──────── EXTRACT PROVIDED ────────
WAILEA - Bank of Hawaii chief economist Paul Brewbaker thinks everybody - including the people he works for - have overdone it with economic pessimism, The Maui News reported today.

Not that there aren't real problems, Brewbaker told a breakfast meeting of invited Bankoh customers Thursday at the Grand Wailea Resort Hotel & Spa. He stepped off the plane from Honolulu to be greeted with a Maui News headline that the visitor count was down 22 percent in July. However, he said, he stayed up late to get the release of the national gross domestic product number for the second quarter, and it's up 3.3 percent.

"I don't know what kind of a recession has a 3.3 percent growth rate," he said.

Over the last eight quarters, national GDP has fluctuated between 0 and 4 percent - barely dipping below 0 in the last quarter of 2007.

So the question becomes, when does the recovery start? Soon, Brewbaker believes, although he's having a hard time getting anybody to agree with him.

"I work for people who think there is a recession going on," he said.

"Turn off the TV," he recommends and wait for the actual numbers. "This thing (the idea that a recession is under way) is in people's heads. The reality doesn't matter at this point. . . .

"We're bombarded with all this information, much of which is spurious and most of which is redundant. Just turn off the TV and you'll be fine."

Turning the numbers into graphs, Brewbaker says he sees something that looks similar to what happened in Hawaii after the attacks of Sept. 11, 2001. Visitor arrivals went down then, but over a period of about two years they came back.

As for the credit shock, the graph there looks similar to what happened when several bubbling Asian economies burst in the late '90s. Again, after about two years, the spike had disappeared.

He dates the shock in the credit markets to last August, so we're already about halfway through the work through.

The visitor shock came at the end of April, when Aloha and then ATA airlines folded. Brewbaker says he had already been predicting a slowdown from 2007 (a record year for tourism), but he hadn't expected the Aloha failure.

Taking these and several other hints, he says he expects a return to better times by the end of 2009. Between now and then, "it will be challenging."

A question mark is air lift. Maui and the Big Island felt the failure of Aloha and ATA more than Oahu. The difficulty of finding aircraft and financing and the high cost of petroleum will restrain new entrants, but he predicts that about half the lost seats will be recovered next year.
────────
> REQUIRED WORK
1. Reproduce the stretch of the Brewbaker article from "So the question" through "point. . . .".
2. According to the Brewbaker article, by when does Brewbaker expect a return to better times?
──────── EXTRACTED INFORMATION ────────
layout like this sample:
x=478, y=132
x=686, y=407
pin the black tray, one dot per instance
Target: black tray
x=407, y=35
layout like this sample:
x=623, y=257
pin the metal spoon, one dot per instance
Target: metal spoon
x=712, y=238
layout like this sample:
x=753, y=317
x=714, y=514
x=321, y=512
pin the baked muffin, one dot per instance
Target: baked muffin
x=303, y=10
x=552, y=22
────────
> EXERCISE RESULTS
1.
So the question becomes, when does the recovery start? Soon, Brewbaker believes, although he's having a hard time getting anybody to agree with him.

"I work for people who think there is a recession going on," he said.

"Turn off the TV," he recommends and wait for the actual numbers. "This thing (the idea that a recession is under way) is in people's heads. The reality doesn't matter at this point. . . .

2. By the end of 2009.